Видя же в этой записи перенесённый на остров дуб с котом, мы, конечно же, радуемся, поскольку лишний раз убеждаемся в правильности нашей версии о нахождении пушкинского Лукоморья на острове Гвидона. И при этом отмечаем, что весьма бережливый Пушкин перенёс в Пролог к «Руслану» не только дуб, но и весь морской залив, названный им, как и в народной сказке, «лукоморьем». Но, может, он сделал так потому, что заметил много общего между островом Гвидона и первоначальным лукоморьем, т.е. тем, откуда морские витязи прибыли на остров Гвидона. Вот и давайте посмотрим внимательней на древнюю Фанагорию, в честь которой был назван суворовский полк и вокруг которой можно обнаружить весьма интересные вещи. Так, например:
1. В начале IV в. до н. э. Фанагория вошла в состав Боспорского царства. Поначалу столицей царства был избран Пантикапей (ныне Керчь) на западном берегу Таманского пролива, однако со временем Фанагория получила статус второй («азиатской») столицы царства, а к началу нашей эры стала наиболее значительным городом царства, как в политическом, так и в экономическом аспекте. Экономическое благополучие Фанагории было основано на торговле со скифами и местными меотскими племенами, а именно с синдами (5).
2. Одно время Фанагория была местом изгнания византийского императора Юстиниана II, правившего в Константинополе в 685-695 и 705-711 гг.
3. Уже в конце 5-го века до н.э. в Фанагории началась чеканка своих монет из серебра.
4. По сведениям античных историков Плутарха и Аппиана, именно в Фанагории в 63 году до нашей эры вспыхнуло восстание против Митридата VI, которое началось с того, что гарнизон под командованием сына царя Артаферна занял акрополь (6). В этом же году на Боспоре произошло землетрясение, однако Митридат погиб не от него, а от взбунтовавшихся солдат, провозгласивших правителем его сына Фарнака. Война же с восточным населением Боспорского царства после смерти Митридата не кончилась, а при её описании впервые в античной хронике появилось название реки Кубань под словом «Гипанис».

_Инструкции к заданиям_
• 1. Ответьте на вопросы по тексту о Фанагории:
(а) Какой город поначалу был избран столицей Боспорского царства?
(б) Когда в Фанагории началась чеканка своих монет из серебра?
(в) Под каким словом название реки Кубань впервые появилось в античной хронике?
• 2. Перепечатайте, пожалуйста, из текста о Фанагории отрывок между словами «2. Одно время» и «монет из серебра.» включительно.
Записи, приведённые далее, взяты из другого источника.

_Приведённые записи_
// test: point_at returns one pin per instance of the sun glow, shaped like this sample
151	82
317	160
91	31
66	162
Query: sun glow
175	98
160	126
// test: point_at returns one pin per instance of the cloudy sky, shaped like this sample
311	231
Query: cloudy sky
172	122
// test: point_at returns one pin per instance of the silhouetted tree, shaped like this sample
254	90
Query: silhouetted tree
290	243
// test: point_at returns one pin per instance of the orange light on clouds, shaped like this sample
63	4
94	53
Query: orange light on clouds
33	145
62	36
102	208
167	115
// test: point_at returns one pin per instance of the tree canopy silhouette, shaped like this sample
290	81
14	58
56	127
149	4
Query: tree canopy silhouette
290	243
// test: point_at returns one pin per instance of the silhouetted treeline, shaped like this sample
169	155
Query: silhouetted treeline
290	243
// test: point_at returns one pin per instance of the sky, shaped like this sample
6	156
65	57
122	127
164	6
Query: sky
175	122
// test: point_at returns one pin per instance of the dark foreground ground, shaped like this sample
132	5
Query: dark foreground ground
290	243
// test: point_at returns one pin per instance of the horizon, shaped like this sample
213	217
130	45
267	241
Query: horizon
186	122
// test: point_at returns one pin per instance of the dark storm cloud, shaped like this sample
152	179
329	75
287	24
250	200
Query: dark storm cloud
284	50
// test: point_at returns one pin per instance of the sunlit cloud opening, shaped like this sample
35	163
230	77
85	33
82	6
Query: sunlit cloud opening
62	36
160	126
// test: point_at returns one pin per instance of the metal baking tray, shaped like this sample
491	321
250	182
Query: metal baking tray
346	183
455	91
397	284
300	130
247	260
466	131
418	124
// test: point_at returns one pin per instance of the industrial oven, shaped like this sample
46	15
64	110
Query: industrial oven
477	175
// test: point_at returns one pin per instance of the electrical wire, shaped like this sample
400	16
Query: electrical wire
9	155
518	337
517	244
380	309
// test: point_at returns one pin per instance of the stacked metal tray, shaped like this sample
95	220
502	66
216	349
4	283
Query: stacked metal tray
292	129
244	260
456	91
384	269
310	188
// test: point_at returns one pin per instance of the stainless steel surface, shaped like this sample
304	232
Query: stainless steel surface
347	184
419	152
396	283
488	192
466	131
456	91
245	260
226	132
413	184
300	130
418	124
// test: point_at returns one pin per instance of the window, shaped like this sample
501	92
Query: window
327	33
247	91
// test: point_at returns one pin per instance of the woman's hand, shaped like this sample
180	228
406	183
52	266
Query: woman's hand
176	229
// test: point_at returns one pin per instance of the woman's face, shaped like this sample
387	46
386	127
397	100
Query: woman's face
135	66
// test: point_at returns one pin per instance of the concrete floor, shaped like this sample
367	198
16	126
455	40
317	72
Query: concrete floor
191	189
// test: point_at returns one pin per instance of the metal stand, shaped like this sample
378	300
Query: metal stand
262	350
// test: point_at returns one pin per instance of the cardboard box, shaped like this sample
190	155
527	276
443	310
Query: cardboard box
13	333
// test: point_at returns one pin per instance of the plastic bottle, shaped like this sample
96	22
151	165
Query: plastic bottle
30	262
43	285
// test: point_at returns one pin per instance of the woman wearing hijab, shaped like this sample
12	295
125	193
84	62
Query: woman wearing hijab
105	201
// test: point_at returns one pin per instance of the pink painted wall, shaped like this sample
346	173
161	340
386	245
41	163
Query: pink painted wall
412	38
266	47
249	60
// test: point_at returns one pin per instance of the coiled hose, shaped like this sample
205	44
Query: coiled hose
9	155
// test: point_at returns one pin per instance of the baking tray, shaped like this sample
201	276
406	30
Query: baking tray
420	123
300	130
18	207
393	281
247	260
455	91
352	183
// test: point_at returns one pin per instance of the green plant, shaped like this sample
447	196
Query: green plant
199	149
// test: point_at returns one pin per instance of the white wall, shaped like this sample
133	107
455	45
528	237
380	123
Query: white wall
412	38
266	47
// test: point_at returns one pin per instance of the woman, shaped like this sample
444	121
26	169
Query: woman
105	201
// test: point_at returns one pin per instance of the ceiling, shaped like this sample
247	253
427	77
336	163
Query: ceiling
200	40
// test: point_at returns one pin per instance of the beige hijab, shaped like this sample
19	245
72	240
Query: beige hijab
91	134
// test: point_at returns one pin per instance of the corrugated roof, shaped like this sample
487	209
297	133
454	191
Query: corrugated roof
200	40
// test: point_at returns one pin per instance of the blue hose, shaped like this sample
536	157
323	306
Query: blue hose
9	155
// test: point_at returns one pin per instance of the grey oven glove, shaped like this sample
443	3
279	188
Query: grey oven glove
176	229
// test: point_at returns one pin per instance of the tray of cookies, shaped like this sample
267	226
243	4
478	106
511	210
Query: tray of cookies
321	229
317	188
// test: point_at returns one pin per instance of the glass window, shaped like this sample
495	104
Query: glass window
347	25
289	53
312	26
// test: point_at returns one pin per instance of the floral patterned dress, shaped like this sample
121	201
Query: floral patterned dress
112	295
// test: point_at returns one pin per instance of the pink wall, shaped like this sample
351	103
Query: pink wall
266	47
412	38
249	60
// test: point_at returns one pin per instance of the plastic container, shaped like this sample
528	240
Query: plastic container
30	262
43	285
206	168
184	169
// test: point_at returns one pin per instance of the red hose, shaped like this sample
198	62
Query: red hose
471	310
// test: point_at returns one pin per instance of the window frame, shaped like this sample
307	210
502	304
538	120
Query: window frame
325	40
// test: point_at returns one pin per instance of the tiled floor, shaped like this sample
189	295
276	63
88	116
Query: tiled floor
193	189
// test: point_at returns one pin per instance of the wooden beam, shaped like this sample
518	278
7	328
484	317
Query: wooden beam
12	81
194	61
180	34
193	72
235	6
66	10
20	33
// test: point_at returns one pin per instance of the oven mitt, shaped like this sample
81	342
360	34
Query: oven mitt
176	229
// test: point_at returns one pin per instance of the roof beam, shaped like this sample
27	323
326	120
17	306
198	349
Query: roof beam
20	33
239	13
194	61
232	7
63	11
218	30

_Ответы к упражнению_
• 1.
(а) Пантикапей (ныне Керчь).
(б) Уже в конце 5-го века до н. э.
(в) Под словом «Гипанис».

• 2.
2. Одно время Фанагория была местом изгнания византийского императора Юстиниана II, правившего в Константинополе в 685-695 и 705-711 гг.
3. Уже в конце 5-го века до н.э. в Фанагории началась чеканка своих монет из серебра.